● Listed entries
◇ ◇ ◇
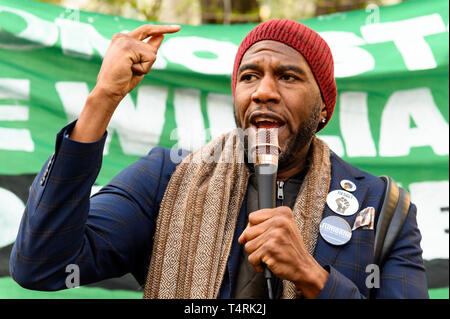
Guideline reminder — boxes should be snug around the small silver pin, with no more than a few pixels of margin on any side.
[327,189,359,216]
[340,179,356,192]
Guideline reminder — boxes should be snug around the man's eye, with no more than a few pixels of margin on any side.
[281,74,298,81]
[241,73,254,81]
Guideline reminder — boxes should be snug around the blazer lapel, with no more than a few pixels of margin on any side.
[314,153,367,267]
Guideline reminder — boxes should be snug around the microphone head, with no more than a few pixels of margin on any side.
[248,128,281,167]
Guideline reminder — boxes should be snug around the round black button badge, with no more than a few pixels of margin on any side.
[319,216,352,246]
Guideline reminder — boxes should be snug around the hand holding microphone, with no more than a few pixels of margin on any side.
[238,128,323,299]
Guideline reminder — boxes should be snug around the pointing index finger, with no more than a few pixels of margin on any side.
[128,24,181,41]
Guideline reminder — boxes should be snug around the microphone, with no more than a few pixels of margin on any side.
[249,128,280,299]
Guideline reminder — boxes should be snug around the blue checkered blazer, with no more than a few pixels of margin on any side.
[10,123,428,299]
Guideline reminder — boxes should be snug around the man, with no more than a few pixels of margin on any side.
[10,20,428,298]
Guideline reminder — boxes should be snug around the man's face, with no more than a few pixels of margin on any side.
[234,40,326,167]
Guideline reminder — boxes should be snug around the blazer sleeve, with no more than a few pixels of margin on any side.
[318,204,429,299]
[10,122,171,291]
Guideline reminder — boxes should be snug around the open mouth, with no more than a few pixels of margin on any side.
[250,114,285,129]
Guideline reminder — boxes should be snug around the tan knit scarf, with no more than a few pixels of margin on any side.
[144,130,331,299]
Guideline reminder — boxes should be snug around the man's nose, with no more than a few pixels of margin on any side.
[252,75,280,103]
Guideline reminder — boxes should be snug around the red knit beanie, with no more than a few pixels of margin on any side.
[231,19,337,131]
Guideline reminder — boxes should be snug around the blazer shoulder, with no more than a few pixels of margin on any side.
[330,150,386,194]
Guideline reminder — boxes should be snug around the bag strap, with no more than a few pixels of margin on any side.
[374,175,411,268]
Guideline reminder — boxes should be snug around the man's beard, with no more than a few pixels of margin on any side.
[278,103,321,168]
[233,101,322,168]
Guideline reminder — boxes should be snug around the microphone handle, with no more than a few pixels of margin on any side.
[255,164,277,299]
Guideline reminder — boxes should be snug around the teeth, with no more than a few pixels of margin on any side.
[255,116,277,123]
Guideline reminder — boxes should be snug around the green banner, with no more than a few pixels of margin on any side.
[0,0,449,295]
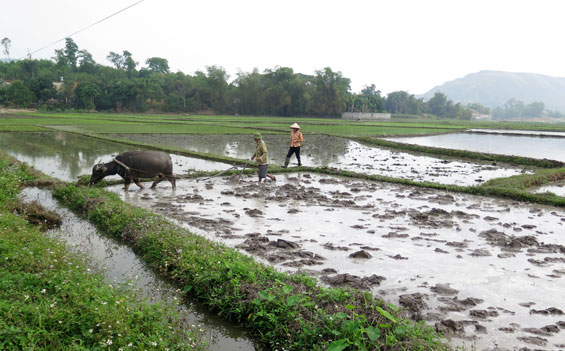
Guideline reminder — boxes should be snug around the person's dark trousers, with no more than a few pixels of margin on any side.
[283,146,302,168]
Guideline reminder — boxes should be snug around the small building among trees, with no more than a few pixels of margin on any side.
[341,112,391,121]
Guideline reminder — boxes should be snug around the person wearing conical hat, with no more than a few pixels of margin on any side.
[282,123,304,168]
[251,133,277,184]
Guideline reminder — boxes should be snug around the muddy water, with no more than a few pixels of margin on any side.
[107,174,565,350]
[20,188,255,351]
[535,181,565,197]
[114,134,524,185]
[469,129,565,138]
[0,132,230,182]
[387,133,565,161]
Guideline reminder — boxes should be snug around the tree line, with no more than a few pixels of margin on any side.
[492,99,565,120]
[0,38,471,119]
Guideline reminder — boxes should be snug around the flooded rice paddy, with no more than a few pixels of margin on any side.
[112,134,525,186]
[386,132,565,162]
[4,132,565,350]
[0,132,230,182]
[20,188,255,351]
[110,173,565,350]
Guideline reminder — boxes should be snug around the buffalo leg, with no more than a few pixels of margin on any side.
[167,176,177,189]
[133,178,145,189]
[124,178,131,191]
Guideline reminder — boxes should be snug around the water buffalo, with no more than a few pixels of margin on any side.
[89,151,176,191]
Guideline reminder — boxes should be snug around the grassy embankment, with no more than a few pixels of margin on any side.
[50,185,449,351]
[0,114,565,206]
[0,153,204,350]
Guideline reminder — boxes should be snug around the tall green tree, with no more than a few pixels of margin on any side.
[313,67,350,116]
[428,91,449,117]
[1,37,12,62]
[6,81,34,107]
[145,57,169,73]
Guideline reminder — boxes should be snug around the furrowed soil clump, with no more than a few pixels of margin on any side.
[54,186,449,350]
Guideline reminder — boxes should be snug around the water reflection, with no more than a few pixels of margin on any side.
[114,134,524,185]
[387,133,565,162]
[20,188,255,351]
[112,133,351,167]
[0,132,230,182]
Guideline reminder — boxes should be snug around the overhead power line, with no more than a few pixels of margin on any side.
[20,0,145,60]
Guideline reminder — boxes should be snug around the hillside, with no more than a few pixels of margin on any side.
[419,71,565,112]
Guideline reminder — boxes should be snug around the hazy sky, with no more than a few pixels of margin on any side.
[0,0,565,94]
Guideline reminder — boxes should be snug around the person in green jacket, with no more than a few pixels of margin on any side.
[251,133,277,183]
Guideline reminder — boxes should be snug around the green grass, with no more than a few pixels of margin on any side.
[54,185,449,350]
[0,155,205,351]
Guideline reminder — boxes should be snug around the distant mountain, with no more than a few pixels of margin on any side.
[418,71,565,112]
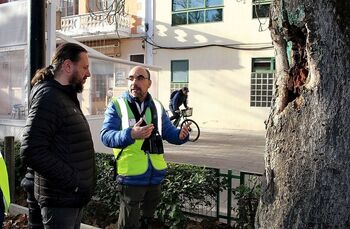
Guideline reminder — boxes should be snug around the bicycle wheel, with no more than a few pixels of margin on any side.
[181,119,201,142]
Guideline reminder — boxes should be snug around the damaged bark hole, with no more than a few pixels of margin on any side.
[282,21,309,108]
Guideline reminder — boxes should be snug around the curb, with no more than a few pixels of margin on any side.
[9,203,101,229]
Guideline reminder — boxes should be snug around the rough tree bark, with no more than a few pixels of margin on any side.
[255,0,350,229]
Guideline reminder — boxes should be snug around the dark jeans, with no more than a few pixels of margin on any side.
[169,105,180,121]
[118,185,161,229]
[41,207,82,229]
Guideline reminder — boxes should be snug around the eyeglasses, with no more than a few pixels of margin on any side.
[126,75,149,81]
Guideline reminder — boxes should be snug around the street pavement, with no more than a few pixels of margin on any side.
[164,129,265,173]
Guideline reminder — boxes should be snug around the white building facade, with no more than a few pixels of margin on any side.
[147,0,274,130]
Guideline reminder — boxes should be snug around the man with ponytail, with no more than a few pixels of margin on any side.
[21,43,96,229]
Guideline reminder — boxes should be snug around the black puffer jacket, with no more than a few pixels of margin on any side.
[21,80,96,207]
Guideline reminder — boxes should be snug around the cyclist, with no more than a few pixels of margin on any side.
[169,87,189,120]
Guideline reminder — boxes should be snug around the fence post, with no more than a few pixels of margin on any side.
[4,136,15,201]
[227,169,232,226]
[239,172,245,185]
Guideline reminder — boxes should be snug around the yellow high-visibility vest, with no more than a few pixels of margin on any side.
[0,153,11,212]
[112,98,167,176]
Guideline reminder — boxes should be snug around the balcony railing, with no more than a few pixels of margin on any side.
[61,12,131,37]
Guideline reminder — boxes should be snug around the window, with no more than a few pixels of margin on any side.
[130,54,145,64]
[250,58,275,107]
[59,0,79,17]
[170,60,188,93]
[253,0,271,18]
[172,0,224,25]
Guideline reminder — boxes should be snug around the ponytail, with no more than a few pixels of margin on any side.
[31,65,54,86]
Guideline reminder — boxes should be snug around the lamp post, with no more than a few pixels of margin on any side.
[21,0,45,229]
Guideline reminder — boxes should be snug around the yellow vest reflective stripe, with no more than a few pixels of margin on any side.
[112,98,167,176]
[0,153,11,212]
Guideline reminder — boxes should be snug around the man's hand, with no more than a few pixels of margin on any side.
[131,118,154,139]
[179,122,192,140]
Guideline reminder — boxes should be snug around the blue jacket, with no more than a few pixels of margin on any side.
[100,92,188,185]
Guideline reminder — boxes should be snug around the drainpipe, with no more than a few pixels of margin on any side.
[144,0,154,65]
[21,0,45,229]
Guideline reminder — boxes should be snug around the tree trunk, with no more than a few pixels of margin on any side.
[256,0,350,229]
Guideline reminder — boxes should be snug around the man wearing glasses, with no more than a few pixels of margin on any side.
[100,66,189,228]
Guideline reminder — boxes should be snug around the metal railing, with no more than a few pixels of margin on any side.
[61,12,131,37]
[183,168,262,225]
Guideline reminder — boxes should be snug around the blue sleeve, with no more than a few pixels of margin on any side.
[162,108,188,145]
[171,91,180,110]
[100,102,135,148]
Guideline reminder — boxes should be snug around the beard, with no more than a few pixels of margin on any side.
[69,70,86,93]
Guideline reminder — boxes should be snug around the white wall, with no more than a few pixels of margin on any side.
[153,0,274,130]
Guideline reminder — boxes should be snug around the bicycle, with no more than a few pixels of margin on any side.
[169,107,201,142]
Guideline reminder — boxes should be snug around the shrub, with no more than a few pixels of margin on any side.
[83,153,119,228]
[233,177,261,229]
[155,163,224,228]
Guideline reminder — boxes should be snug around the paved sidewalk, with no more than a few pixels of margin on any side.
[164,129,265,173]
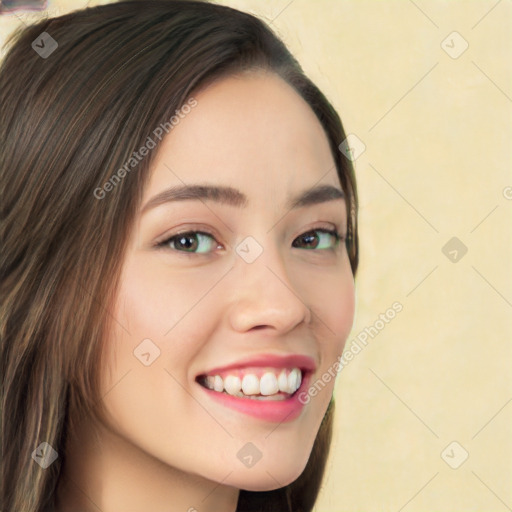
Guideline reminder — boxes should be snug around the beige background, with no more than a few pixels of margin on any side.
[0,0,512,512]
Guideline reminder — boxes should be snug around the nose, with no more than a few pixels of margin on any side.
[229,242,311,333]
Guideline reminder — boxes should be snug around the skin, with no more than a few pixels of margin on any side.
[54,71,354,512]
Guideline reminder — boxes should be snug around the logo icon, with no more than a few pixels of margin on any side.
[133,338,160,366]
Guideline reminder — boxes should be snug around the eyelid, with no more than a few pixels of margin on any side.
[154,223,347,257]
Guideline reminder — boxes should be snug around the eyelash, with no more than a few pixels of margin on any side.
[155,228,345,256]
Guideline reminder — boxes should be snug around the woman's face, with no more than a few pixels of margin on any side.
[102,72,354,490]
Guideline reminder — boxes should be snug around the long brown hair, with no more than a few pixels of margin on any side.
[0,0,358,512]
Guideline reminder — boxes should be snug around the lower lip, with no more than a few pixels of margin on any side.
[199,373,310,423]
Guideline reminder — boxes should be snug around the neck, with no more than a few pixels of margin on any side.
[55,416,239,512]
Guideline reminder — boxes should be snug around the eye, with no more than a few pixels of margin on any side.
[157,231,216,254]
[157,229,342,254]
[292,229,341,250]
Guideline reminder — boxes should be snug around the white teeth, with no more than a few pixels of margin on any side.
[288,368,301,393]
[260,372,279,396]
[277,370,288,393]
[213,375,224,393]
[242,373,260,395]
[224,375,242,395]
[203,368,302,399]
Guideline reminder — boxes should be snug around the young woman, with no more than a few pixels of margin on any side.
[0,0,358,512]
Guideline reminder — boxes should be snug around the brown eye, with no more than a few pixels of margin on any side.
[292,229,341,249]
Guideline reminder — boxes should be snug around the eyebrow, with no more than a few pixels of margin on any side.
[141,185,345,214]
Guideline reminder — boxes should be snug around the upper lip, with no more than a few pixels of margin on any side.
[201,354,316,375]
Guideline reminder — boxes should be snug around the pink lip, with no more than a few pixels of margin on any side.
[201,365,311,423]
[202,354,316,375]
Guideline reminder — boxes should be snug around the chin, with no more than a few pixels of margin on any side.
[224,459,307,492]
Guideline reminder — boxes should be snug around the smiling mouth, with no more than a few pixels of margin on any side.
[196,367,308,401]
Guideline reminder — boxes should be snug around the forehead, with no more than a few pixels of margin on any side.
[145,71,340,209]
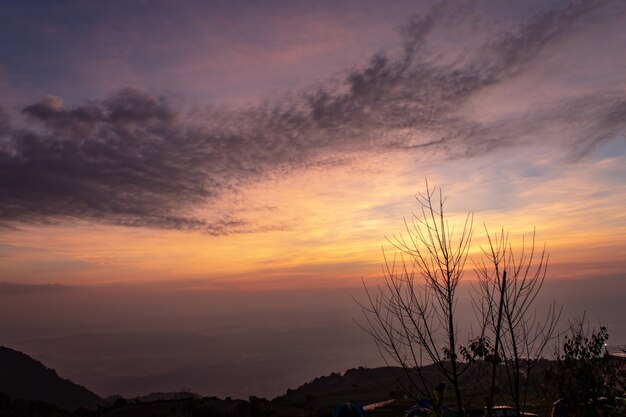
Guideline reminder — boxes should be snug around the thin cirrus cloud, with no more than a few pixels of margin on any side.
[0,0,626,235]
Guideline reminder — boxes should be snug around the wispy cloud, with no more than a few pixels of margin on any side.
[0,0,626,235]
[0,282,72,296]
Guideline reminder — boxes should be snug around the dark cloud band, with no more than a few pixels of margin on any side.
[0,0,626,235]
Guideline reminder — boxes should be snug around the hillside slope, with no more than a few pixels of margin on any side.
[0,346,102,410]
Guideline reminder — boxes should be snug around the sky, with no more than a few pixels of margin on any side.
[0,0,626,395]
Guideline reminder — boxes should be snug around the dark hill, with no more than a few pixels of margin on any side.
[0,346,102,410]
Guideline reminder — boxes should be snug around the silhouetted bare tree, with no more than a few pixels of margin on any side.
[474,227,561,415]
[360,183,560,415]
[361,183,473,415]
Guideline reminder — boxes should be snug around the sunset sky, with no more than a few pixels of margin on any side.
[0,0,626,394]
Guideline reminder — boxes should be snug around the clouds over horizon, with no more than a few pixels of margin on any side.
[0,0,626,235]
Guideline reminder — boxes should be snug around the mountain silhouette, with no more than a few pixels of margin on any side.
[0,346,102,410]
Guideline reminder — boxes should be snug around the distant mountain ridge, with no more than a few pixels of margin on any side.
[0,346,102,410]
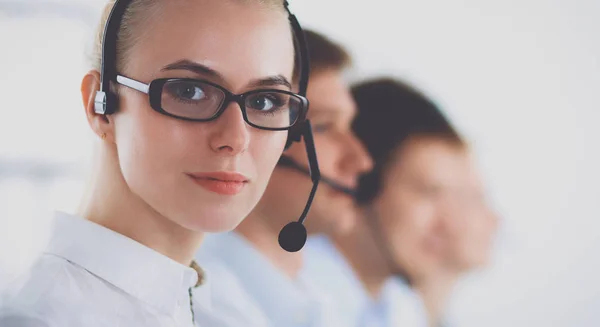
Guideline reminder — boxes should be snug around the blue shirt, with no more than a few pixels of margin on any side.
[196,232,340,327]
[302,236,428,327]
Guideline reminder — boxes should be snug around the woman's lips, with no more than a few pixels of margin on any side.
[187,171,249,195]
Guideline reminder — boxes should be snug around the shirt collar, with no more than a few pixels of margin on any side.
[45,212,203,314]
[199,232,315,326]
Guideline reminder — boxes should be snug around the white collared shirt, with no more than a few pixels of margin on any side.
[0,213,210,327]
[301,236,428,327]
[196,232,347,327]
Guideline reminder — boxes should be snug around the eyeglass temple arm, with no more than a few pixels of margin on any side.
[117,75,150,94]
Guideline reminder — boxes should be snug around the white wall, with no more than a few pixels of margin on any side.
[0,0,600,327]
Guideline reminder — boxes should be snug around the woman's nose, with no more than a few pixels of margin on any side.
[210,102,254,156]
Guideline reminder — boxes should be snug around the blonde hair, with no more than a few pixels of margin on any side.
[88,0,284,71]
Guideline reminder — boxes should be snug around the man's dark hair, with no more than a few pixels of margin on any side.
[294,29,352,78]
[352,78,464,204]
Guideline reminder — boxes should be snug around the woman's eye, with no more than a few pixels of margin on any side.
[248,93,287,111]
[174,83,206,101]
[252,96,275,111]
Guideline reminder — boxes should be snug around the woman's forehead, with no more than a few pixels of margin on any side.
[132,1,294,87]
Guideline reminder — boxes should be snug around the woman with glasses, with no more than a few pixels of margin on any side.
[0,0,307,327]
[197,31,371,327]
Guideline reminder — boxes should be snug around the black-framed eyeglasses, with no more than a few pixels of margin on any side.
[117,75,308,131]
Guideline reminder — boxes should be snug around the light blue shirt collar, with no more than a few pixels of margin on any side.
[197,232,338,327]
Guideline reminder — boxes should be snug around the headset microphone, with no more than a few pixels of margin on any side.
[279,120,321,252]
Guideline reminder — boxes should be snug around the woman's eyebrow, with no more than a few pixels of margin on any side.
[248,75,292,89]
[161,59,225,81]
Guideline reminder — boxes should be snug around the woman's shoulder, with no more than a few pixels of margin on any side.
[196,260,270,327]
[0,254,95,326]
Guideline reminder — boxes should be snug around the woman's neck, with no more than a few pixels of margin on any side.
[413,271,459,326]
[78,144,203,266]
[236,213,303,279]
[334,210,392,300]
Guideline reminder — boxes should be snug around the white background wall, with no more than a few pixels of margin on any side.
[0,0,600,327]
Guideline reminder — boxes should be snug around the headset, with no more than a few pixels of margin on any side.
[94,0,321,252]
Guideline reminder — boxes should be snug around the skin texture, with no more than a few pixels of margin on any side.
[238,70,372,274]
[80,0,294,262]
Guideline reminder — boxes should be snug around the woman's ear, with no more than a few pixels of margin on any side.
[81,70,114,141]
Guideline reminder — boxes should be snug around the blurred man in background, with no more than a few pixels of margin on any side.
[304,79,495,327]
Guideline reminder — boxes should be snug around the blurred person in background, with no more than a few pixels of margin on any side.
[196,31,372,327]
[412,160,498,327]
[0,0,316,327]
[303,79,494,327]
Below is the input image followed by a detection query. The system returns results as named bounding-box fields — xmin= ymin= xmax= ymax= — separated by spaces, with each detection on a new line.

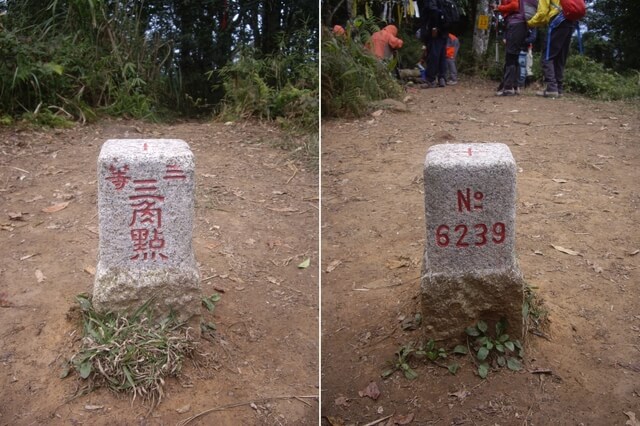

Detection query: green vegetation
xmin=0 ymin=0 xmax=319 ymax=132
xmin=382 ymin=339 xmax=460 ymax=380
xmin=565 ymin=55 xmax=640 ymax=100
xmin=456 ymin=319 xmax=524 ymax=379
xmin=382 ymin=319 xmax=524 ymax=380
xmin=321 ymin=18 xmax=402 ymax=117
xmin=62 ymin=295 xmax=197 ymax=408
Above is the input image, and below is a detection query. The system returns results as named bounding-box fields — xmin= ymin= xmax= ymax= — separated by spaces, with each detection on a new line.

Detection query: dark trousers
xmin=502 ymin=22 xmax=527 ymax=90
xmin=542 ymin=18 xmax=576 ymax=93
xmin=427 ymin=34 xmax=448 ymax=83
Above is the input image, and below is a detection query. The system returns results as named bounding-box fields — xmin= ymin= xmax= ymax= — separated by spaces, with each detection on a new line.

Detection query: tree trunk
xmin=472 ymin=0 xmax=492 ymax=60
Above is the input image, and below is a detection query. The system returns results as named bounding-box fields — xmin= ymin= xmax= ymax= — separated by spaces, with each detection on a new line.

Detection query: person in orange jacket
xmin=367 ymin=25 xmax=403 ymax=59
xmin=446 ymin=33 xmax=460 ymax=85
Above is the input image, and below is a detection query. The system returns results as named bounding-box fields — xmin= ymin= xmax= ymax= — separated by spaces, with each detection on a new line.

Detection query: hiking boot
xmin=536 ymin=90 xmax=558 ymax=98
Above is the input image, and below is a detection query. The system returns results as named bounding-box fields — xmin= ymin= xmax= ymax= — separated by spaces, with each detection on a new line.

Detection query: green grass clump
xmin=62 ymin=295 xmax=197 ymax=407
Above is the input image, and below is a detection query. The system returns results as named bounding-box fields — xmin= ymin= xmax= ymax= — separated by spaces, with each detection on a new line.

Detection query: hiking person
xmin=367 ymin=24 xmax=403 ymax=60
xmin=492 ymin=0 xmax=527 ymax=96
xmin=420 ymin=0 xmax=449 ymax=89
xmin=527 ymin=0 xmax=577 ymax=98
xmin=516 ymin=28 xmax=538 ymax=92
xmin=445 ymin=33 xmax=460 ymax=86
xmin=332 ymin=25 xmax=346 ymax=37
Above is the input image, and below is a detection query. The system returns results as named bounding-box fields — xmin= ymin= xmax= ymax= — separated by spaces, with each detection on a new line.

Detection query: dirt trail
xmin=0 ymin=121 xmax=319 ymax=425
xmin=321 ymin=81 xmax=640 ymax=425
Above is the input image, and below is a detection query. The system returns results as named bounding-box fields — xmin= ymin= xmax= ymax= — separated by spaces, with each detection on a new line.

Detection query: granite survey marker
◇ ◇ ◇
● Given request
Copy the lines running from the start of the items through the line that contains "[128,24,181,41]", keeping every line exactly as it appears and leaving out the pictures.

● Exercise response
Guideline reminder — boxes should be snug around the small silver pin, with no more than a few pixels of margin on any side.
[327,189,359,216]
[340,179,356,192]
Guideline reminder — boxes should be snug around the man's eye, with no more than a few pixels of margin on any side.
[281,74,298,81]
[241,73,254,81]
Guideline reminder — boxes should be snug around the blazer lapel, with no more than a few pixels of margin on any side.
[314,153,367,267]
Guideline reminder — boxes should be snug around the microphone head, with no more than a few pixels of margin on any side.
[248,128,281,167]
Guideline reminder — boxes should be snug around the round black button badge, with no more than a few pixels of margin on any side.
[319,216,352,246]
Guideline reminder — boxes should be snug around the hand holding microphone, with no more than a few pixels of margin on any side.
[238,128,323,299]
Guideline reminder — boxes should be snug around the pointing index finger, with no more than a few pixels of margin on any side.
[128,24,181,41]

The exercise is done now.